#### Records for this exercise ####

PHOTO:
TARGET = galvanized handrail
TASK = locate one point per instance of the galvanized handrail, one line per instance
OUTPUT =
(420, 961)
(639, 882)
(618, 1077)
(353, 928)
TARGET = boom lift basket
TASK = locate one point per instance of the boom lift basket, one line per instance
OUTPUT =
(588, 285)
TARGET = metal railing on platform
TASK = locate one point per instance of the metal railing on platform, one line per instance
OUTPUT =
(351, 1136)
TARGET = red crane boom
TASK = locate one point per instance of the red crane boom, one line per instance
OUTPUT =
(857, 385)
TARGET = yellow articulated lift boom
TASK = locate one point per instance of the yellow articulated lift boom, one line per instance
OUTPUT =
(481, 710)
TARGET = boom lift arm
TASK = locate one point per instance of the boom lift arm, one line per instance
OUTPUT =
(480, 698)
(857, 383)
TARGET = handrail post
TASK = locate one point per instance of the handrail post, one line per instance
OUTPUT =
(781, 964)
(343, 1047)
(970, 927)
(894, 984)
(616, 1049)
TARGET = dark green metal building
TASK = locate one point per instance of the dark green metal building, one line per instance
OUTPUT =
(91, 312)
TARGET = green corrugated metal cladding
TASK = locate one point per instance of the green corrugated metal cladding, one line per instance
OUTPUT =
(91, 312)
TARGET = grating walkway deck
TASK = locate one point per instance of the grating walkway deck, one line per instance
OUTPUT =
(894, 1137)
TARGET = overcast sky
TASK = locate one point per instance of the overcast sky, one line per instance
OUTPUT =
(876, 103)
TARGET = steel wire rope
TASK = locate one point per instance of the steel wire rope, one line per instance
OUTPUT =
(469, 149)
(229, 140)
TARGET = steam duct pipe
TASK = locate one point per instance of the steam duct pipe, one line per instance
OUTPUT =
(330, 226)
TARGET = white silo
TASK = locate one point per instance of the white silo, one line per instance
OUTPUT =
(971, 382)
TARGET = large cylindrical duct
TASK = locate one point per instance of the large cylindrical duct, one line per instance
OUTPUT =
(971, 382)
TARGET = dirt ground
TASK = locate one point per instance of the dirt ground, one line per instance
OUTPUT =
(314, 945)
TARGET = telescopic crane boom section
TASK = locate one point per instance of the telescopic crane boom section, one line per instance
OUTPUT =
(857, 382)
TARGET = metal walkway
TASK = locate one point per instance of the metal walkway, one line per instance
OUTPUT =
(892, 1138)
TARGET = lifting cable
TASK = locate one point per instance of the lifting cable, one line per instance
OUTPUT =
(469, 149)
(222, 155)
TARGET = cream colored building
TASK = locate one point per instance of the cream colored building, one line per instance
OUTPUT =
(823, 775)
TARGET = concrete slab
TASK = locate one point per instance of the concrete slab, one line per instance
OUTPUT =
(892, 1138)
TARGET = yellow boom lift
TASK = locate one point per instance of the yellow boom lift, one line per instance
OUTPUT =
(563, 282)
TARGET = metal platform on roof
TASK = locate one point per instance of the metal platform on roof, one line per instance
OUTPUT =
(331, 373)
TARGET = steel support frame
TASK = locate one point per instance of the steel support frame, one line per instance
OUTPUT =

####

## Exercise objective
Can you reproduce all the material exactly?

## Answer to the task
PHOTO:
TARGET = galvanized handrail
TASK = locate one point per instance of the galvanized handrail, one line per instance
OUTPUT =
(420, 961)
(639, 882)
(618, 1077)
(353, 928)
TARGET = boom lift basket
TASK = locate one point per instance of the boom lift basket, one line per instance
OUTPUT =
(588, 285)
TARGET = metal railing on platform
TASK = locate one point per instance of the metal railing on platform, one line per instance
OUTPUT =
(351, 1136)
TARGET = red crane boom
TASK = locate one point per instance of the red crane boom, one line per instance
OUTPUT =
(857, 385)
TARGET = yellow articulated lift boom
TASK = locate one point per instance of the yellow articulated lift boom, one line per instance
OUTPUT =
(481, 710)
TARGET = boom lift arm
TASK = locate one point per instance of the boom lift arm, one line per instance
OUTPUT =
(480, 698)
(857, 383)
TARGET = handrail post
TASK = locate one point per instance of the handrail post, one line per instance
OUTPUT =
(781, 964)
(343, 1047)
(970, 927)
(894, 984)
(616, 1049)
TARGET = dark green metal building
TASK = locate one point per instance of the dark green metal building, one line per instance
OUTPUT =
(91, 312)
TARGET = green corrugated metal cladding
TASK = locate one point per instance of the green corrugated metal cladding, one line per instance
OUTPUT =
(91, 312)
TARGET = grating walkway deck
TASK = locate one point per instance of the grating walkway deck, one line per instance
OUTPUT =
(894, 1137)
TARGET = overcast sky
TASK = locate one point per instance of the overcast sky, one line per instance
OUTPUT =
(876, 103)
TARGET = steel wire rope
TASK = locate one point per instance of the steel wire rope, one line per instance
OUTPUT =
(469, 149)
(229, 140)
TARGET = steam duct pipe
TASK = locate one point per instance of the steam duct pipe, one line per instance
OUTPUT =
(330, 226)
TARGET = white silo
TASK = locate one point per instance of the white silo, one line per instance
OUTPUT =
(971, 382)
TARGET = large cylindrical duct
TASK = locate one point per instance of the large cylindrical duct, one line per instance
OUTPUT =
(971, 382)
TARGET = dirt ground
TASK = locate one point per instance of the dirt ground, one line per instance
OUTPUT =
(314, 945)
TARGET = telescopic crane boom section
TASK = locate one point per instance of the telescopic crane boom section, one line per instance
OUTPUT =
(857, 382)
TARGET = metal walkway
TASK = locate one point per instance of the metal walkway, one line per instance
OUTPUT =
(892, 1138)
TARGET = lifting cable
TASK = locate one point per instance of the lifting cable, one line per instance
OUTPUT =
(469, 149)
(222, 155)
TARGET = cream colored building
TASK = locate one point per instance of the cream colored building, one line per instance
OUTPUT =
(823, 775)
TARGET = concrete slab
TASK = locate one point per instance of the concrete slab, one line per instance
OUTPUT =
(892, 1138)
TARGET = yellow boom lift
TASK = locate one point per instance of the yellow boom lift, one line per instance
OUTPUT =
(563, 282)
TARGET = metal platform on roof
TASK = locate one point per instance of the metal platform on roof, one line per instance
OUTPUT =
(331, 373)
TARGET = steel support frame
TASK = locate one point per instance of the steel support frame, one line per instance
OUTPUT =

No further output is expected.